— begin Record set —

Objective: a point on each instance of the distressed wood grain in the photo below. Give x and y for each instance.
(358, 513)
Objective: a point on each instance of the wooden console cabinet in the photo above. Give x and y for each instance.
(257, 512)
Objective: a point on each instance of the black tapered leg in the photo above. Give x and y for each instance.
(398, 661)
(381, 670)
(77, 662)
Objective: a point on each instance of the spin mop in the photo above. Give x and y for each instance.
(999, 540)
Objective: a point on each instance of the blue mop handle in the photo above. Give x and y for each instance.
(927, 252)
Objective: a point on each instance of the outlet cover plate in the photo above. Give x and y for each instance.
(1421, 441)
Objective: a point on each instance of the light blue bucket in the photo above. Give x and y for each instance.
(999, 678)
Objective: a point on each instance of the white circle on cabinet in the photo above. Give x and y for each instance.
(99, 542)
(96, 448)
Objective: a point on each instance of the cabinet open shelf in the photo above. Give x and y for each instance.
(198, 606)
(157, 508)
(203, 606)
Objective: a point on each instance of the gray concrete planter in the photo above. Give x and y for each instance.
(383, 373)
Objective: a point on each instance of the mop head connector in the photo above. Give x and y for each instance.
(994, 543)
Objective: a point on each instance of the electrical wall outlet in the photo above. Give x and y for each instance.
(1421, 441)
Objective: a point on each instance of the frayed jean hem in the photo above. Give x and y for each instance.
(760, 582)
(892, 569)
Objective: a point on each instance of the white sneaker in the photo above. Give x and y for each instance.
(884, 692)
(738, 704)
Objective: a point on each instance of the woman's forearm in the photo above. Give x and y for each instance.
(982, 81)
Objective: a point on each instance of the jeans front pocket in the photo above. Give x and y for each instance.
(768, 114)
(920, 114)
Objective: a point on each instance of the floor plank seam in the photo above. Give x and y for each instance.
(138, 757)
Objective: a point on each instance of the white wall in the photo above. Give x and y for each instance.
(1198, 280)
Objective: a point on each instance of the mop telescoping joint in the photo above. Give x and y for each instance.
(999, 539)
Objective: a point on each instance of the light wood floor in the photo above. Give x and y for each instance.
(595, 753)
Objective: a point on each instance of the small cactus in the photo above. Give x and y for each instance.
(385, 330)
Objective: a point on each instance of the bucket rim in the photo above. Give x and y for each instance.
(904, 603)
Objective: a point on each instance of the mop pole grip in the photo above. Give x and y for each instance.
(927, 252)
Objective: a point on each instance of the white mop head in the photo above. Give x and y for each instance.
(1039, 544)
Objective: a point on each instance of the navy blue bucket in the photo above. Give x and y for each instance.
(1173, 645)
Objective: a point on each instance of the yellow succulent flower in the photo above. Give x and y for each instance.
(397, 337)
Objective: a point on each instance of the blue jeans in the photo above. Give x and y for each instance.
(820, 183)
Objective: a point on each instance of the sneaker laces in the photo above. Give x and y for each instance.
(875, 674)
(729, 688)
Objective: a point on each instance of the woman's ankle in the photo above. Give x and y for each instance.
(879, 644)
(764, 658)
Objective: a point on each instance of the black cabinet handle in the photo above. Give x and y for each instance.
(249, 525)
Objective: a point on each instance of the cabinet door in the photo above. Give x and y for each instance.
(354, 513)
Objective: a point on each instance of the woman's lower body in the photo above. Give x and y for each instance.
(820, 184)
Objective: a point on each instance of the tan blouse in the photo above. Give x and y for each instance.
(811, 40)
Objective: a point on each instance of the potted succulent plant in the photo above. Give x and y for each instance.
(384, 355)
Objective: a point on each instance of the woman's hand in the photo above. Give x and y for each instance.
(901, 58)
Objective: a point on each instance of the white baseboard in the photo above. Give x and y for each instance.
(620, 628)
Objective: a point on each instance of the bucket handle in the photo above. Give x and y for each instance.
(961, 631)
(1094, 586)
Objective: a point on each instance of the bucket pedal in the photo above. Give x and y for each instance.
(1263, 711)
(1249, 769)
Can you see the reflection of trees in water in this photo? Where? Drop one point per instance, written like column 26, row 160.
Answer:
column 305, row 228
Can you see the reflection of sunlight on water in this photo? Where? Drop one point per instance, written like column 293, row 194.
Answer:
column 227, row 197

— end Record set —

_Goal of the exercise_
The whole listing above needs to be written out again exactly.

_Task result_
Objective: a point on each instance of the distressed wood grain in the photo below. Give x and y for each instance.
(358, 513)
Objective: a point on each instance of the wooden console cabinet in the photo above. Give x and y for each instance.
(257, 512)
Objective: a point on each instance of the black tapered leg in the photo above. Give x and y for each instance.
(398, 661)
(381, 670)
(77, 662)
Objective: a point on each instance of the spin mop in the photo above. Give x and y for each instance.
(999, 540)
Objective: a point on each instance of the blue mop handle in the photo above. Give x and y for each instance.
(927, 252)
Objective: a point on each instance of the outlet cover plate in the photo above. Give x and y for each instance.
(1421, 441)
Objective: a point on each instance of the light blue bucket in the photo above. Give x and y for each instance.
(999, 678)
Objective: a point on each instance of the white circle on cabinet in the photo above. Give x and y for each instance.
(99, 542)
(96, 448)
Objective: a point on each instance of the cabinet open shelf in the photo above. Give x and y for each instance.
(198, 606)
(157, 508)
(203, 606)
Objective: a point on each instance of the gray concrete planter in the photo above. Give x and y for each instance.
(383, 373)
Objective: a point on each instance of the mop head connector in the photo above. Give x and y for each instance.
(994, 543)
Objective: a point on each instance of the electrical wall outlet in the photo above. Give x and y for each instance.
(1421, 441)
Objective: a point on each instance of the frayed jean hem in the photo above. Give x and y for each instance.
(760, 582)
(892, 569)
Objective: a point on each instance of the white sneaker in the photo above. Give x and y for each instance.
(884, 692)
(738, 704)
Objective: a point on each instance of the woman's forearm in the photo above. Give x and y for each instance.
(982, 81)
Objective: a point on each instance of the jeans front pocket in the photo above. Give x and y for each instance.
(768, 114)
(920, 114)
Objective: a point on each instance of the floor plank seam in the photo above. Give x and y for each instance.
(138, 757)
Objective: a point on each instance of the white wall in the photo above. Give x and y for each instance.
(1198, 280)
Objective: a point on each instance of the mop telescoping joint in the photo above. Give x and y for each instance.
(999, 539)
Objective: a point on each instance of the light wood floor in the photo above. Give x and y for each instance.
(595, 753)
Objective: a point on each instance of the small cactus in the photo above. Give x and y for each instance.
(385, 330)
Objective: a point on each instance of the bucket rim in the photo above. Give x and y for each instance.
(904, 603)
Objective: a point on each instance of the mop pole grip in the photo above. Give x and y for each instance.
(927, 252)
Objective: a point on each instance of the white mop head in the photo above. Give x and y for each instance.
(1039, 544)
Objective: a point on each instance of the navy blue bucket in the photo above. Give x and y for each instance.
(1173, 645)
Objective: a point on each instance of the yellow succulent flower in the photo above. Give x and y for each instance.
(397, 337)
Objective: a point on each instance of the blue jeans in the photo above. Give x and y for each instance.
(820, 183)
Objective: a point on each instance of the sneaker laces in the photo above. Give x and y for each instance.
(875, 674)
(729, 688)
Objective: a point on each instance of the woman's ankle in the photo above. Give x and y for each instance.
(879, 644)
(764, 658)
Objective: a point on each instance of the black cabinet handle in the photo above. Give x and y for each instance.
(249, 525)
Objective: a point on each instance of the cabinet door in the photo above. Give x and y for each instance.
(354, 513)
Objective: a point on each instance of the woman's lower body in the photo above. Give x and y for each instance.
(820, 184)
Objective: a point on each instance of the tan blouse in the photo above. Give x and y for each instance.
(811, 40)
Objective: a point on each instance of the potted succulent plant in the photo above. Give x and y for each instance.
(384, 355)
Objective: a point on each instance of the woman's hand in the photo above. Give x and y for each instance.
(901, 58)
Objective: a point on each instance of the white baseboard in the photo above. Give x and y for each instance.
(620, 628)
Objective: a point on each instance of the bucket handle in the photo above. Give x and y for each instance.
(961, 631)
(1094, 586)
Objective: a point on each instance of the bucket pedal in the photo above. Give x and y for each instance.
(1263, 711)
(1249, 769)
Can you see the reflection of trees in water in this photo? Where? Drop one point per instance, written like column 26, row 160.
Answer:
column 305, row 228
Can you see the reflection of sunlight on water in this photo? Where? Drop one point per instance, written like column 293, row 194.
Answer:
column 227, row 197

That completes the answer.